- **Quoted passage**:
C. The Decision Below
[22] The bankruptcy judge found that Specialty was insolvent at the time of the payments to AmPac in June 2018. He was also satisfied that the payments had the effect of giving AmPac a preference over other creditors. He then turned to the question of whether AmPac had rebutted the presumption that the payments had been made “with a view to giving the creditor a preference”. He instructed himself that those words referred to the intention of the debtor alone, determined objectively.
[23] The bankruptcy judge rejected the trustee’s position that Mr. Griffiths’ testimony was inadmissible evidence of creditor “pressure” which s. 95(2) of the BIA forbids being used to rebut the presumption of intent to give a preference. In his view, Mr. Griffiths’ description of the circumstances – that AmPac’s overdue invoices had to be paid for Specialty to obtain more product for Autoliv, which Specialty was desperate to acquire – was evidence of the commercial relationship between Specialty and AmPac and the commercial imperative facing Specialty when it made the payments in question.

- **What is asked**:
[1] Using the passage on the bankruptcy judge's decision, explain in one to three sentences why the judge rejected the trustee's position that Mr. Griffiths' testimony was inadmissible.
[2] Carry on the passage on the bankruptcy judge's decision, picking up after its final paragraph.

- **Material supplied**:

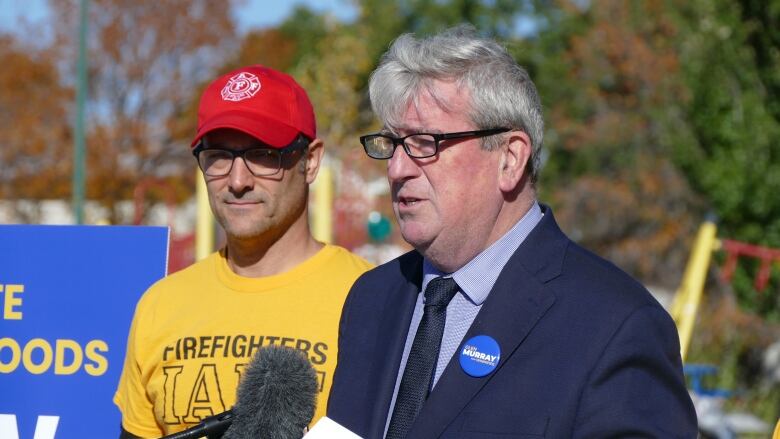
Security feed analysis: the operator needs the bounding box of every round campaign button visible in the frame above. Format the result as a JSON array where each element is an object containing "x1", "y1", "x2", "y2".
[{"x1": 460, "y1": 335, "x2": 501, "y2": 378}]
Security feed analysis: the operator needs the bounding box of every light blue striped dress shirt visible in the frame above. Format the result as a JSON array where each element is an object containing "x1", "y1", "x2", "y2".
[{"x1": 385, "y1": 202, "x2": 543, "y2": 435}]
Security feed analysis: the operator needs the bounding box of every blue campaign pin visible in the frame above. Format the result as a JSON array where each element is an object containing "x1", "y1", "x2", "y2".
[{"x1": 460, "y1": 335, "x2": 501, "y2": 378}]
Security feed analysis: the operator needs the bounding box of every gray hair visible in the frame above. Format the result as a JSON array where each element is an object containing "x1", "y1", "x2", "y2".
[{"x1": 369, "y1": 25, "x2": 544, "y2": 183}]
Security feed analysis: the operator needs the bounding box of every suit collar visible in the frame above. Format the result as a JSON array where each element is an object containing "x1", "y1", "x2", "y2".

- **Answers in order**:
[1] The judge did not treat Mr. Griffiths' account as evidence of creditor "pressure," which s. 95(2) of the BIA bars as a way to rebut the presumption. Mr. Griffiths said that AmPac's overdue invoices had to be paid for Specialty to obtain more product for Autoliv, which Specialty was desperate to acquire. In the judge's view, this was evidence of the commercial relationship between Specialty and AmPac and of the commercial imperative Specialty faced when it made the payments.

[2]
[24] Taking into account this evidence, the bankruptcy judge concluded that Specialty did not make the payments at issue with the intent to prefer AmPac. Rather, the evidence tendered by Mr. Griffiths showed that Specialty made the payments “out of commercial necessity and to preserve Specialty’s relationship with…Autoliv” given AmPac’s refusal to make further chemical shipments unless Specialty paid its overdue invoices. The bankruptcy judge stated:
Although the payment did not preserve Specialty’s relationship with Autoliv, I am satisfied that from Mr. Palmer’s perspective, viewed objectively on June 6, 2018, the relationship between Specialty and Autoliv may not have been irretrievably broken and could, perhaps, be sustained for at least some period of time while Mr. Palmer pursued options to keep Specialty’s business operating during which, as the Trustee acknowledged, Specialty was receiving hundreds of thousands of dollars a month in revenues from Autoliv.
I am satisfied that AmPac has shown that the June 6 payments, viewed objectively from Mr. Palmer’s perspective on that day, were reasonably justified because they would preserve a relationship with Specialty’s only customer in circumstances where, if the payments were not made, the relationship would abruptly end, putting Specialty out of business and ending the stream of revenues to Specialty from sales to Autoliv.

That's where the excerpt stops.